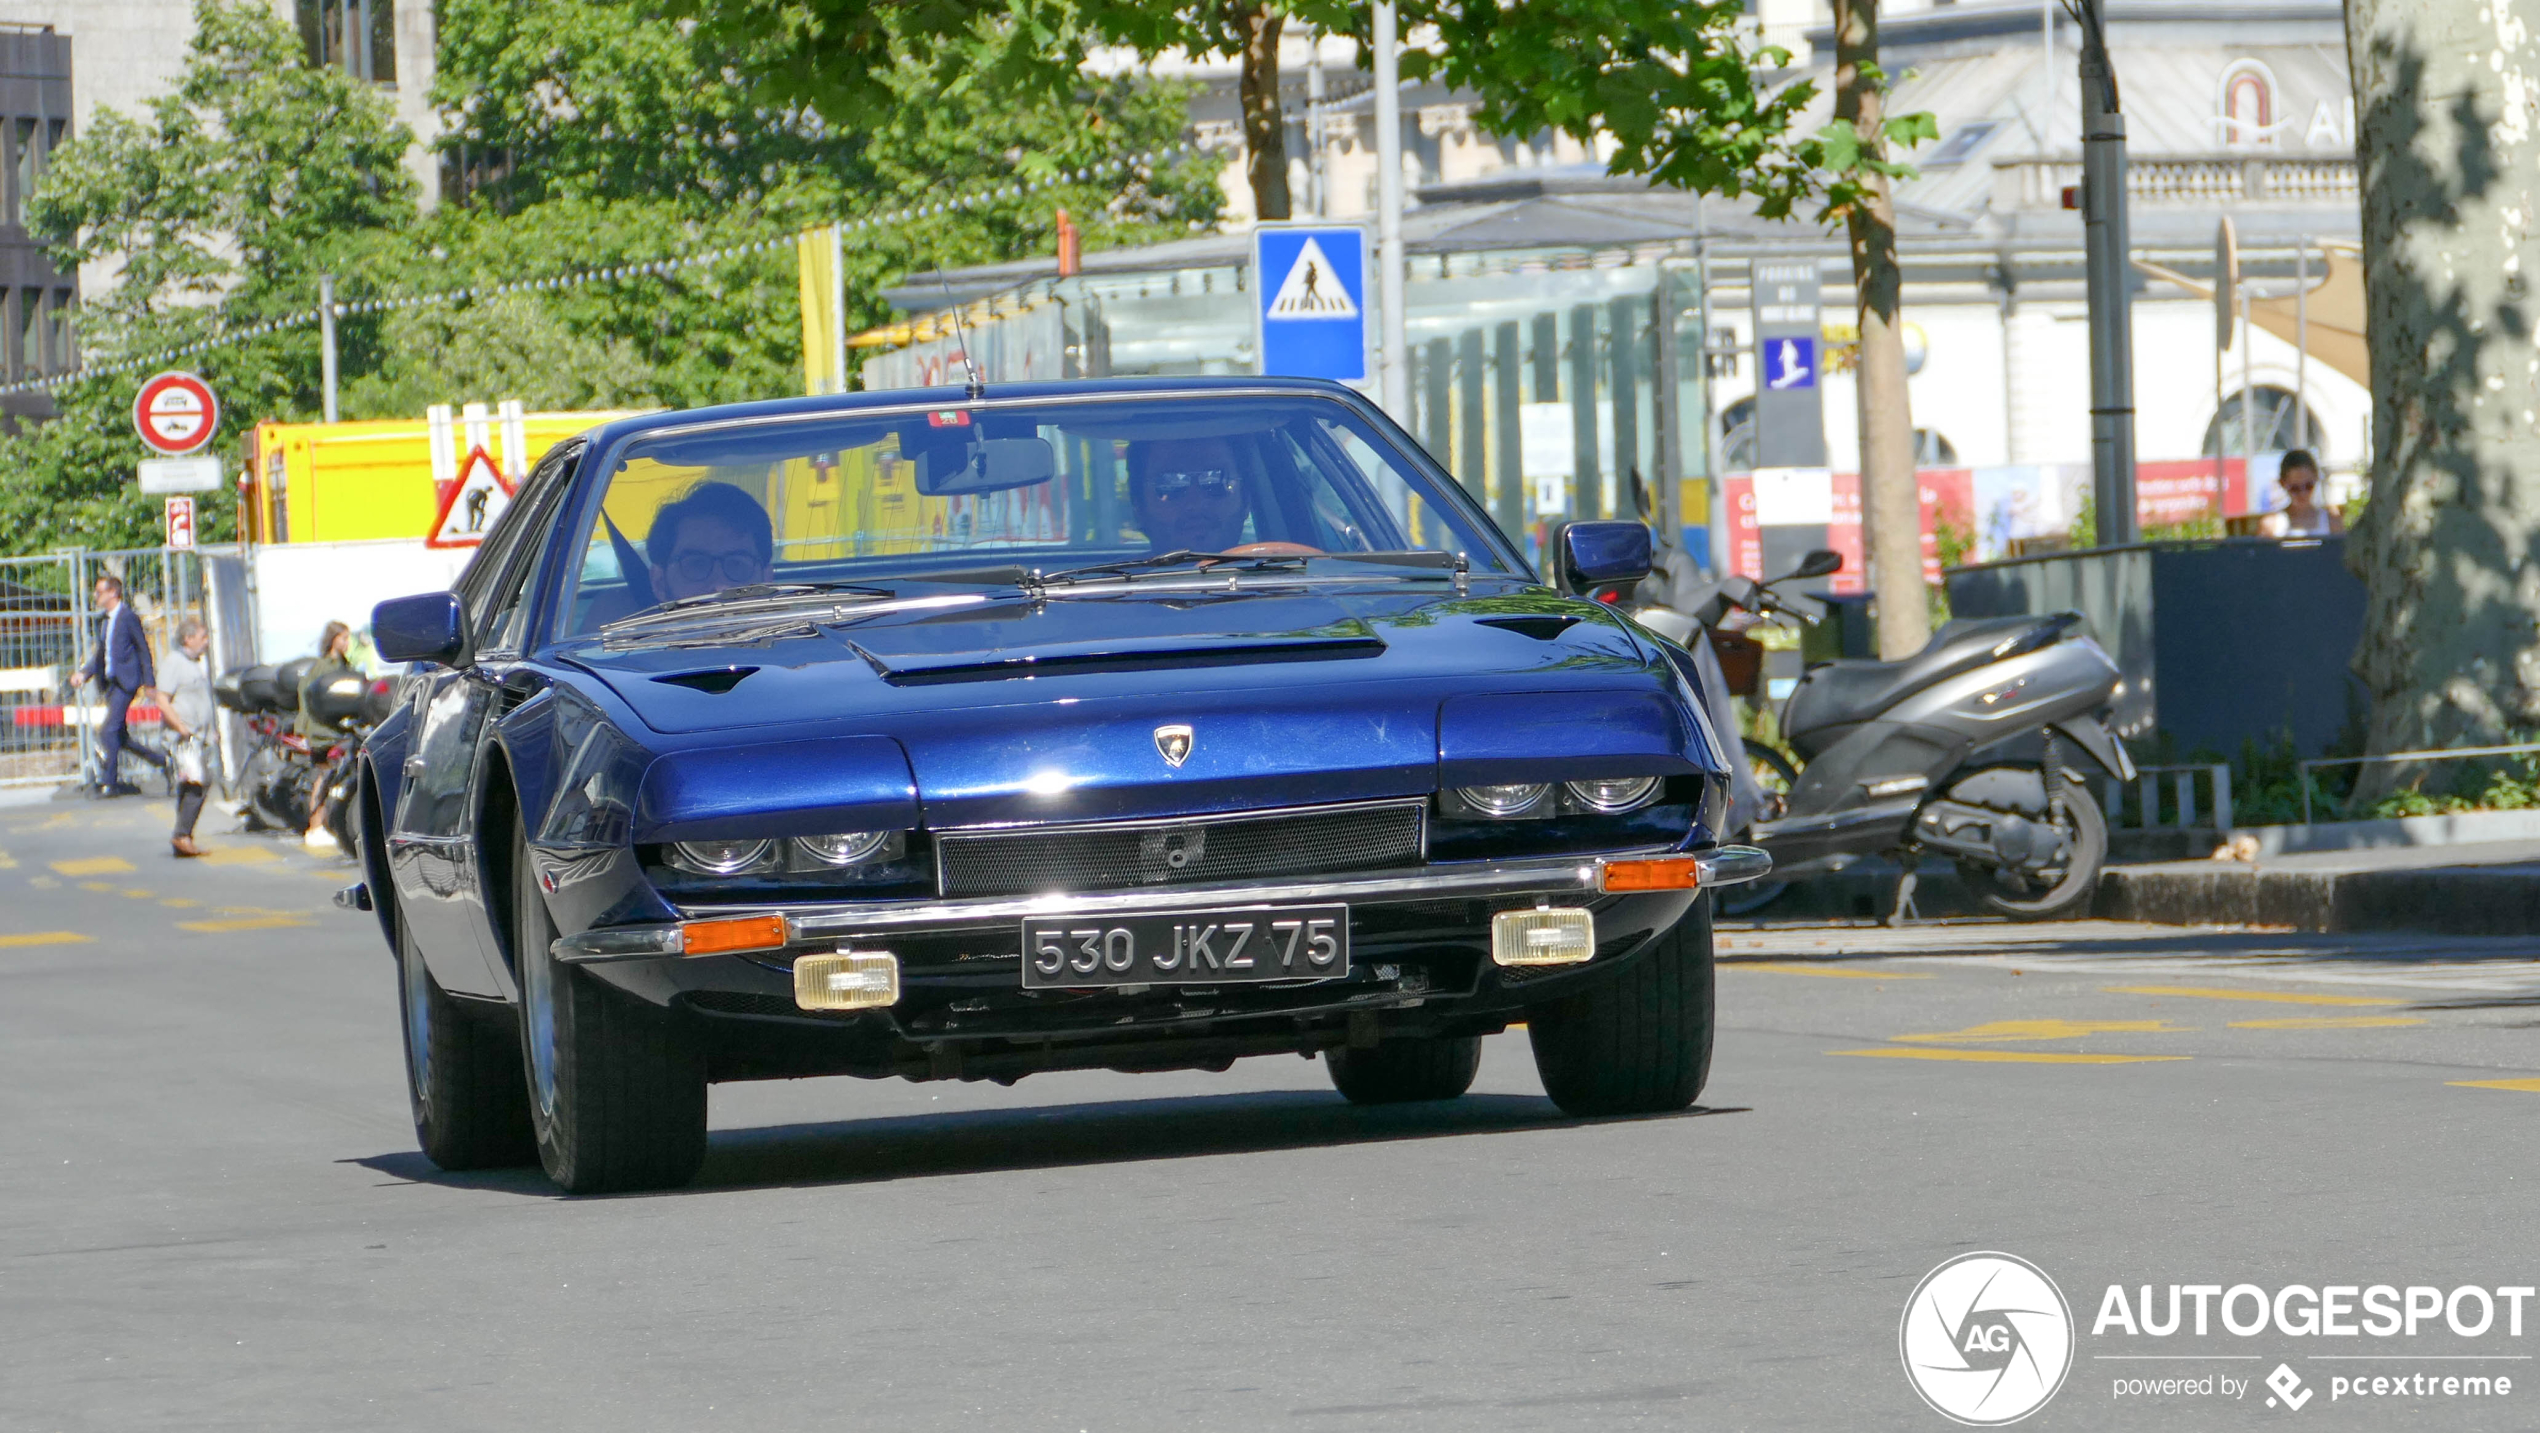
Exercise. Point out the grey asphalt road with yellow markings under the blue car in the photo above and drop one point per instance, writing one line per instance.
(212, 1213)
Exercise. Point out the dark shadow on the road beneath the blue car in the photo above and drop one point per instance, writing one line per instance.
(1055, 1137)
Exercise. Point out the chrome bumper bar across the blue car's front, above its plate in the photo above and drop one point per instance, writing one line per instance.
(824, 924)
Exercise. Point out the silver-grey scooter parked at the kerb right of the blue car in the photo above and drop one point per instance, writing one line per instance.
(1965, 751)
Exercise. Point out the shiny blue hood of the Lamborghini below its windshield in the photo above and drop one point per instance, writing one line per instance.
(1020, 708)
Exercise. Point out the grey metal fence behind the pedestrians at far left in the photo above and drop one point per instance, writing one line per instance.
(50, 631)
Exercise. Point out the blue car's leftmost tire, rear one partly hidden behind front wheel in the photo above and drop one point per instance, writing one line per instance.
(464, 1073)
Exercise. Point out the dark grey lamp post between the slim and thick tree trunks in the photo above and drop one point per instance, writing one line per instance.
(2109, 283)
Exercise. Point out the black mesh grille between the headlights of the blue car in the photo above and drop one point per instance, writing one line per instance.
(1180, 852)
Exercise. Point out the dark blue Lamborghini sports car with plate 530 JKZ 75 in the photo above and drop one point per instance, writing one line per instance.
(974, 733)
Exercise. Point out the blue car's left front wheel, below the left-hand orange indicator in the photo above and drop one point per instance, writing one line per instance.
(616, 1086)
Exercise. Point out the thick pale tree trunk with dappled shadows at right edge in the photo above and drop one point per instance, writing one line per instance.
(2450, 105)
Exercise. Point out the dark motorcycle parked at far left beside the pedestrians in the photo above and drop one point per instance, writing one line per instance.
(286, 774)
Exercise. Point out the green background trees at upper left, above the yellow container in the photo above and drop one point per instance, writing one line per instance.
(629, 141)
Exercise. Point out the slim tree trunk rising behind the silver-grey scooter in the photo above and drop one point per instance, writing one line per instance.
(1891, 492)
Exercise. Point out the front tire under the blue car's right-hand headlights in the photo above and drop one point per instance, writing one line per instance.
(1637, 1043)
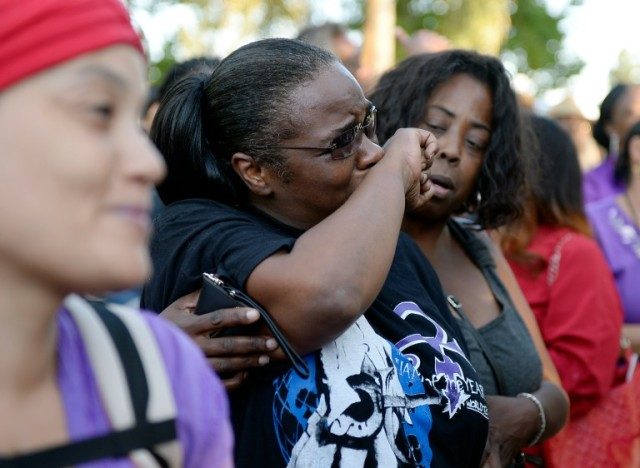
+===+
Try it: The result should hold only the lines from the line with "Exercise. Point out the dark blue" through the final line of the records above, copied exactly, with pictures left out.

Result of the task:
Exercise. Point out the dark blue Lamborghini sports car with plate 530 JKZ 75 in the photo above and drop one point per instance, writing one line per instance.
(974, 733)
Exercise. Point out the blue car's left front wheel, below the left-hand orange indicator in the photo above and drop one point per instance, writing one line per instance.
(616, 1086)
Exercise. Point out the thick pale tree trunk with dappled shadows at right edge in the photo above and drop one point per instance, writing one line per instance.
(2450, 105)
Exercise. Point out the dark motorcycle parked at far left beside the pedestrians in the photo above and drop one point per instance, writing one line per instance.
(286, 774)
Exercise. Point out the green background trees at upper left, above the yellow container in the photo above and drop one point per instance, writing one line per instance.
(629, 141)
Exercise. Point out the slim tree trunk rising behind the silver-grey scooter in the photo above and drop one point per instance, writing one line per instance.
(1891, 492)
Exercise. Point out the front tire under the blue car's right-hand headlights in the photo above and drop one point per instance, writing one line per instance.
(1637, 1043)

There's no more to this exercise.